━━━ SOURCE DOCUMENT ━━━
SUMMARY OF THE INVENTION

Embodiments of the present invention advantageously provide a device for the transportation of a vibration plate, which remedies the cited disadvantages of the prior art, is simple and cost-effective to manufacture, and is as susceptible as little as possible to lateral tilting or falling over. According to embodiments of the present invention, the transport wheels are located far apart from one another in the lateral direction (i.e., the width direction) of the vibration plate, and the transport wheels are situated close to the center of gravity of the vibration plate in the longitudinal direction, in order to better absorb the weight forces better and allow easier movement.

According to various embodiments of the present invention, a transport attachment for a vibration plate is provided, which comprises two transport wheels, which are mounted on a wheel bearing arm so they are each rotatable around one wheel axle of a wheel bearing. Each wheel bearing arm is pivotable in a pivot bearing around one pivot axis in relation to at least one pivot mount. Pivoting is defined as a rotating movement of the wheel bearing arm around the associated pivot bearing. The pivot axes are not parallel to the corresponding wheel axles according to the invention. An angle of at least 5° and at most preferably an angle of at least 20°+/−10° is preferably provided.

The transport attachment is intended to be fastened to a vibration plate so that the pivot axes are oriented diagonally. Diagonally means that the pivot axes do not run along the main lines of symmetry or axes of symmetry of the vibration plate. Through this configuration, during the pivot movement, the corresponding transport wheel does not move along the main planes of symmetry of the vibration plate, but rather a combination of a vertical movement, which brings the transport wheel onto the ground, i.e., into the operating position, and simultaneously a lateral movement from the interior of the vibration plate to a lateral, outer area results. In order to obtain a horizontal orientation of the wheel axles in the operating position, the diagonal configuration of its pivot axis must be compensated for via each wheel bearing arm, which occurs in that the wheel bearing axis is not parallel to the pivot axis. The cited preferred angular ranges result from the structural conditions and in particular the space between the guide brackets.

The transport attachment according to various embodiments of the present invention comprises two separate parts in principle, which are connectable according to embodiments described hereafter using a connection element and/or a shared pivot mount to form a shared assembly.

In an advantageous embodiment, the wheel bearing arms are connected to a connection element, in particular a connection cable or a connection chain. This connection element is capable of absorbing tensile forces and is preferably limp. Through the diagonal configuration of the particular wheel bearing arm on the vibration plate in the transport position, the weight forces of the vibration plate in the transport position cause the wheel bearing arms to spread apart. This is avoided by the tensile forces transmitted in the connection element.
━━━
» **EXERCISE PROMPT**:
Revise the invention summary from "In an advantageous" up to and including "the connection element.", changing "connection cable" to "wire rope". The material after this point is separate from the invention summary above.
━━━ DATA BLOCK ━━━
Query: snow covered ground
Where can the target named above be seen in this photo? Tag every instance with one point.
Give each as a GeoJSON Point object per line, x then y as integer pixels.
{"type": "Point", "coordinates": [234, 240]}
━━━
» **TASK RESULT**:
In an advantageous embodiment, the wheel bearing arms are connected to a connection element, in particular a wire rope or a connection chain. This connection element is capable of absorbing tensile forces and is preferably limp. Through the diagonal configuration of the particular wheel bearing arm on the vibration plate in the transport position, the weight forces of the vibration plate in the transport position cause the wheel bearing arms to spread apart. This is avoided by the tensile forces transmitted in the connection element.